Give back exactly the lines from the one containing "Find roof of" through the end of the records, including both, and no others.

(SOURCE INFORMATION)

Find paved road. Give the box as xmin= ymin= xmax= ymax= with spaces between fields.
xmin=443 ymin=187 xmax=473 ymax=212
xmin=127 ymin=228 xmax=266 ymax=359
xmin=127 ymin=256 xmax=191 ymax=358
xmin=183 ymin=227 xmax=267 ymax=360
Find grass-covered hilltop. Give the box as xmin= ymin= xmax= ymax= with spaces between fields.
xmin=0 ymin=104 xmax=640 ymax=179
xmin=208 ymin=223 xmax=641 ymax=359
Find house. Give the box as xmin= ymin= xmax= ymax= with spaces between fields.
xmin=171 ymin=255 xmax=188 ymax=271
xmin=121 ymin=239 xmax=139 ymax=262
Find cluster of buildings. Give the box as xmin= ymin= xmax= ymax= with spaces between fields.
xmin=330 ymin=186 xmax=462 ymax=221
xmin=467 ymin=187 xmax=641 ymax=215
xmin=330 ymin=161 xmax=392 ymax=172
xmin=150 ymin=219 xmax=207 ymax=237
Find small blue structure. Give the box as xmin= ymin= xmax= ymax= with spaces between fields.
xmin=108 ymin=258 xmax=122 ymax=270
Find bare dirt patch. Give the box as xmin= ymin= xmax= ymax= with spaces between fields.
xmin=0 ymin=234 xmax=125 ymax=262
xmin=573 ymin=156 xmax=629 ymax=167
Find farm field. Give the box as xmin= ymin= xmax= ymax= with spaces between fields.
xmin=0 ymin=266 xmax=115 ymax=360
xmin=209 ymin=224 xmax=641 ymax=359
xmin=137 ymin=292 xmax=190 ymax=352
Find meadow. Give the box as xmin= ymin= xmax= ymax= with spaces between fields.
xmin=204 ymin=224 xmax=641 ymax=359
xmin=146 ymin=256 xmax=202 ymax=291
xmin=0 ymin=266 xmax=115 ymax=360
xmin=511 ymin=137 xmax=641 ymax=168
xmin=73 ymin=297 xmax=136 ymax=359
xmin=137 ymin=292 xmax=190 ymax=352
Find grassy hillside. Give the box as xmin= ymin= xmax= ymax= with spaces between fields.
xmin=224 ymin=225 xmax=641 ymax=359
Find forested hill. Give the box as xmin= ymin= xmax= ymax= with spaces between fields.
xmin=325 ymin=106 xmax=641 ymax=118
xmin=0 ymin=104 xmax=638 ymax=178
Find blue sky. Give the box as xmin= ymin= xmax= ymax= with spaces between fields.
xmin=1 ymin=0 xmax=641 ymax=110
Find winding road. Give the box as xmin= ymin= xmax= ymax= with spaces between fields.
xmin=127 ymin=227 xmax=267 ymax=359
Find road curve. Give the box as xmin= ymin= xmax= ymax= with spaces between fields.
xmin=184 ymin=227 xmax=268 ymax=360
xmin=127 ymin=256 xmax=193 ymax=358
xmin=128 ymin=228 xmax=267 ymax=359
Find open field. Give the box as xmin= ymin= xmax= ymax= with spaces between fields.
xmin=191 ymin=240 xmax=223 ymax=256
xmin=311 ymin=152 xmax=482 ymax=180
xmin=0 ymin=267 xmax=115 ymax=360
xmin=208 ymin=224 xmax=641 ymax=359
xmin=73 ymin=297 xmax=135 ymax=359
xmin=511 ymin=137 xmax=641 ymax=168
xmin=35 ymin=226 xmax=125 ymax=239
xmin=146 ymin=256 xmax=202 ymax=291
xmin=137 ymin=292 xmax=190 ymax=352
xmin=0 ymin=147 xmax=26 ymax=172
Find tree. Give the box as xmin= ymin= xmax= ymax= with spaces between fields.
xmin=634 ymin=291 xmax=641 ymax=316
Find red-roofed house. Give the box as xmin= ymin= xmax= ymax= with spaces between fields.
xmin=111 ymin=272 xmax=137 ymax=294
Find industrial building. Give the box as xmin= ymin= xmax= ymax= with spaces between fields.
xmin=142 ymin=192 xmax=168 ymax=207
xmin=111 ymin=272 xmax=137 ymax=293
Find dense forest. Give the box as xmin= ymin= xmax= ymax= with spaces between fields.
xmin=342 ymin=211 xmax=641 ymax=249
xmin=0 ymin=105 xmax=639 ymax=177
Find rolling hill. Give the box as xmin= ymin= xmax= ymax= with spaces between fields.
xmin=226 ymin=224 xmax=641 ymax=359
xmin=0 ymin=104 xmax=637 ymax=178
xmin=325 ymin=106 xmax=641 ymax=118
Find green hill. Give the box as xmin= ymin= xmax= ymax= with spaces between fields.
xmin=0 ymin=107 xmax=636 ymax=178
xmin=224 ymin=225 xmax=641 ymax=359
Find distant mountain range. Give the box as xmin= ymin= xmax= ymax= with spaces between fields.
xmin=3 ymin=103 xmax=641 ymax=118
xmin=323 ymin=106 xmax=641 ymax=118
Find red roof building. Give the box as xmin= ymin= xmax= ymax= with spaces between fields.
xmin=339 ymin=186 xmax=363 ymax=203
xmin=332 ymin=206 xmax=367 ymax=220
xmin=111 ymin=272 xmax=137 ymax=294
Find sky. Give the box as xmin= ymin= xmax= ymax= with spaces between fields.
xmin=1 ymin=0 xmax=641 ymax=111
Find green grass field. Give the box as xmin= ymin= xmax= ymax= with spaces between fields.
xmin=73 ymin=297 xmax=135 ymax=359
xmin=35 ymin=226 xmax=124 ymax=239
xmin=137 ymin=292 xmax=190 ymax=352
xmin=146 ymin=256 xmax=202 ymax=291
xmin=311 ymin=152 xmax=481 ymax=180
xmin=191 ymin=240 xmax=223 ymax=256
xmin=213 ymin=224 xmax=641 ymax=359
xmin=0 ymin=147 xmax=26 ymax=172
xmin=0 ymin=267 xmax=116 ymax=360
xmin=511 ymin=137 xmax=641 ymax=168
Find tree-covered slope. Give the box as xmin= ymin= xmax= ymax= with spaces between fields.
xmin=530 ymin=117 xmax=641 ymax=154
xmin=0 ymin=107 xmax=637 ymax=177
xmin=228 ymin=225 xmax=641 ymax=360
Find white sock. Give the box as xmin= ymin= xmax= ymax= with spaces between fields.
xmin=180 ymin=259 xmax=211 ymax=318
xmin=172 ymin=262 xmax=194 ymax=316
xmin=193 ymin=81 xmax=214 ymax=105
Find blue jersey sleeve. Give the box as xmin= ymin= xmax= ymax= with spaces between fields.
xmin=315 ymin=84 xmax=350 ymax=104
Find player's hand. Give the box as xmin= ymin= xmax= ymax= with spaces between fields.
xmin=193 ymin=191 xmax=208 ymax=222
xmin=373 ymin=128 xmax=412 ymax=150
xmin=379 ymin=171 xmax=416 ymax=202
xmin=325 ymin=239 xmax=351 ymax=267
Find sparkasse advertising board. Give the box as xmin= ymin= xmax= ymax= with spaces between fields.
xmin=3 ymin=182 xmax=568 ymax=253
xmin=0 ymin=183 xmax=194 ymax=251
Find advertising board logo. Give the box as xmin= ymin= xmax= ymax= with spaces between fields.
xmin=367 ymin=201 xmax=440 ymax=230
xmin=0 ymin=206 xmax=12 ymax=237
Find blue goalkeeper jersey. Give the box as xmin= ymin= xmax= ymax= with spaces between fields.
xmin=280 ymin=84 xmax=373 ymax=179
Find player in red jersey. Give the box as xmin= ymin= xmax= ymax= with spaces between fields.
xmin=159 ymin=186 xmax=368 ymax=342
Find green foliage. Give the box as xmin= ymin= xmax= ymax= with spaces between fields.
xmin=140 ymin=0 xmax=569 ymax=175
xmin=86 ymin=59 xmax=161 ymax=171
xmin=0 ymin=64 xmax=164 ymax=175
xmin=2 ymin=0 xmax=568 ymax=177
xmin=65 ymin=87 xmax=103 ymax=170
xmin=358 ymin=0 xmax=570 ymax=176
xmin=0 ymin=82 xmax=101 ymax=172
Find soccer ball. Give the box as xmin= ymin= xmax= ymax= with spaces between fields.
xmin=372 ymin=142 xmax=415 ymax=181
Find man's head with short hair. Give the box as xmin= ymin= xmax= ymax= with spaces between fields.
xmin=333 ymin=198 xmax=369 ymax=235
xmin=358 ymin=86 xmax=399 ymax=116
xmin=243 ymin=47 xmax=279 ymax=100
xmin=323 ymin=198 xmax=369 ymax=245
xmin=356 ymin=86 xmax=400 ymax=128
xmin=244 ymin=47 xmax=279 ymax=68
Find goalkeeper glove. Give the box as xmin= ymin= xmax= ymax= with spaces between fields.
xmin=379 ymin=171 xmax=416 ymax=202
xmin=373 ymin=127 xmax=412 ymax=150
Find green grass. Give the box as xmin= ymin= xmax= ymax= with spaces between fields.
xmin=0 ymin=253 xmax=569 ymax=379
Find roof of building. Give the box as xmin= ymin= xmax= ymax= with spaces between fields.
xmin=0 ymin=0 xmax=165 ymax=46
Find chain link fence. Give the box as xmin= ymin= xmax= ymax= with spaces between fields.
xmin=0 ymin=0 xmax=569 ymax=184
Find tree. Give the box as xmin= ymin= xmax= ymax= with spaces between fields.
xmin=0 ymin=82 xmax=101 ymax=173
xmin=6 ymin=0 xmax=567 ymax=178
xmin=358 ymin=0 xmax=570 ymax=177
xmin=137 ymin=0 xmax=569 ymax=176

(End SOURCE INFORMATION)

## WRITTEN RESPONSE
Find roof of building. Give the box as xmin= ymin= xmax= ymax= with spaces between fields.
xmin=0 ymin=0 xmax=165 ymax=46
Find chain link fence. Give the box as xmin= ymin= xmax= ymax= with spaces between fields.
xmin=0 ymin=0 xmax=569 ymax=184
Find tree. Give the box as xmin= ymin= xmax= ymax= with spaces between fields.
xmin=0 ymin=82 xmax=101 ymax=173
xmin=6 ymin=0 xmax=567 ymax=178
xmin=358 ymin=0 xmax=570 ymax=177
xmin=137 ymin=0 xmax=569 ymax=176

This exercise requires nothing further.